[start Text section]

THE SQL Server Blog Spot on the Web

Welcome to SQLblog.com - The SQL Server blog spot on the web Sign in | |
in Search

Alberto Ferrari

SSIS: living in a parallel world? Not yet...

Today I come into a nice bug (misfeature?) of SSIS 2008 and I'd like to share it with you. Let's start from the beginning:

One of the keys to make something speedy is to parallelize it. In TableDifference I read from two inputs, compare them and produce several outputs for new, deleted, updated rows and so on. It is the classical "produce/consumer" paradigm that works fine in parallel, creating a consumer thread that compares rows and different threads to produce them.

During the porting of the component in SQL 2008 I discovered that my code does not work as expected. It reads all the lines, then terminates abnormally without producing a single row of output. It took me a couple of hours and several coffes to discover the change in the way SSIS handles asyncronous components causing my bug.

In order to make the problem easier to understand (for microsoft connect too), I produced the same behaviour with a much simpler script component. Imagine to have a script transformation that needs to make some very complex work on each row. You will end up with something like this:

    public override void Input0_ProcessInputRow(Input0Buffer Row) {
        Output0Buffer.AddRow();
        Output0Buffer.LineID = VeryComplexFunction(Row);
        if (Row.EndOfRowset ()) {
           OutputBuffer.SetEndOfRowset ();
        }
    }

But, if you have a 64 CPU computer. You can imagine to detach many threads, each one handling just one very complex function, in this way you will produce a massive parallel computation. Wow! The solution to get maximum speed would be this:

    public override void Input0_ProcessInputRow(Input0Buffer Row) {
        Thread T = new Thread(SendAsyncRow);
        T.Start(Row.EndOfRowset());
    }

    public void SendAsyncRow(Object O) {
        Output0Buffer.AddRow();
        Output0Buffer.LineID = VeryComplexFunction();
        if ((bool)O == true) {
            Output0Buffer.SetEndOfRowset();
        }
    }

You detach a separate thread for each row, the thread will compute the very complex function and send it to the output buffer as soon as it is ready. In order to make SSIS understand when everything is finished, you signal SetEndOfRowset in the last thread.

[end Text section]
[start Record set]

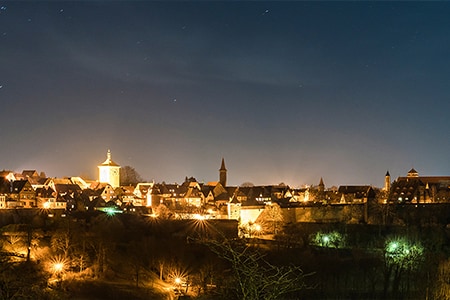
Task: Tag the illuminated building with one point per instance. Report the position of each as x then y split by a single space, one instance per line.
109 172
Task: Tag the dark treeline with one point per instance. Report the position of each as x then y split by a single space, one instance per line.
139 257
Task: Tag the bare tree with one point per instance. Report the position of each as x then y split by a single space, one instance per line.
253 276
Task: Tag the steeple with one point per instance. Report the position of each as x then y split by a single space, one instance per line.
109 171
321 186
223 174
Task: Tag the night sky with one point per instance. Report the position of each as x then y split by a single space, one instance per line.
284 91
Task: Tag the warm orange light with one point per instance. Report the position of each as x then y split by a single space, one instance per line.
58 267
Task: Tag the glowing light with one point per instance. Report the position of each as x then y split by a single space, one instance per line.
58 267
199 217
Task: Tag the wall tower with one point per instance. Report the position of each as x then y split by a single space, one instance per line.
223 174
387 182
109 172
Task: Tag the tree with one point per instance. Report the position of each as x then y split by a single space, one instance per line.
272 215
401 255
254 277
129 176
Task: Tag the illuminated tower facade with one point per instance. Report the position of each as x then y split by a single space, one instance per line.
223 174
109 172
387 182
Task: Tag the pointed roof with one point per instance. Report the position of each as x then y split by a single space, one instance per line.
109 161
413 173
321 182
222 166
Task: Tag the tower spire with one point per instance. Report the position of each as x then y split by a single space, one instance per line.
223 173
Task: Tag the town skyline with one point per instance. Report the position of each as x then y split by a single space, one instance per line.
284 91
96 177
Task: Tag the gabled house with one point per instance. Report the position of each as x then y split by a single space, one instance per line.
420 189
22 194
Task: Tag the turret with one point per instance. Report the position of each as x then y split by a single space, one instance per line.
387 182
223 174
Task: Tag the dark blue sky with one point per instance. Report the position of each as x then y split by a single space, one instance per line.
284 91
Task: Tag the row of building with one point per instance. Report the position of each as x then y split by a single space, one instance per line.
31 189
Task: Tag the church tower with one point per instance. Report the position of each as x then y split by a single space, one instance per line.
387 182
109 172
223 174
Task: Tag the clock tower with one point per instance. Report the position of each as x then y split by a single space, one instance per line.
109 172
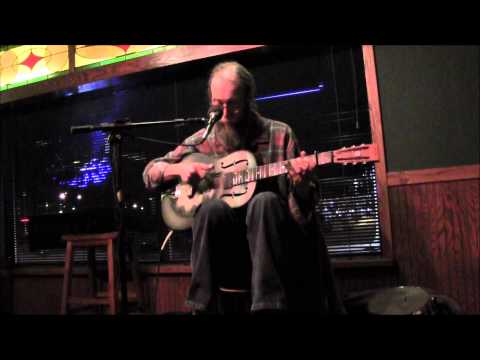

[end Record set]

» What to work on: Please carry the blog post on SSIS and parallel threads forward from its final sentence, keeping the author's voice.

» Response to this exercise:
Don't start crying, this code will never work, the SetEndOfRowset is called on the last read line and not on the last produced one, but this is just pseudocode to understand the topic, don't blame me for inconsistencies. :) Let's go on with the main topic.

Under SSIS 2005 this code (in VB, of course) would work fine as the engine detects the end of processing when it receives the EndOfRowset on the outputs. In SSIS 2008 the engine detects the end of the processing as soon as the last call to ProcessInputRow has finished. So, in our case, after the last thread has been detached SSIS believes that the processing is finished and calls the cleaning up of the component, completely ignoring both the presence of separate threads running and our williness to not terminate the component because we know that we need some more time.

The result? As with any other parallel bug you will sometime get a crash, on the same inputs sometime finish corectly, sometime get an error... the nightmare of any programmer.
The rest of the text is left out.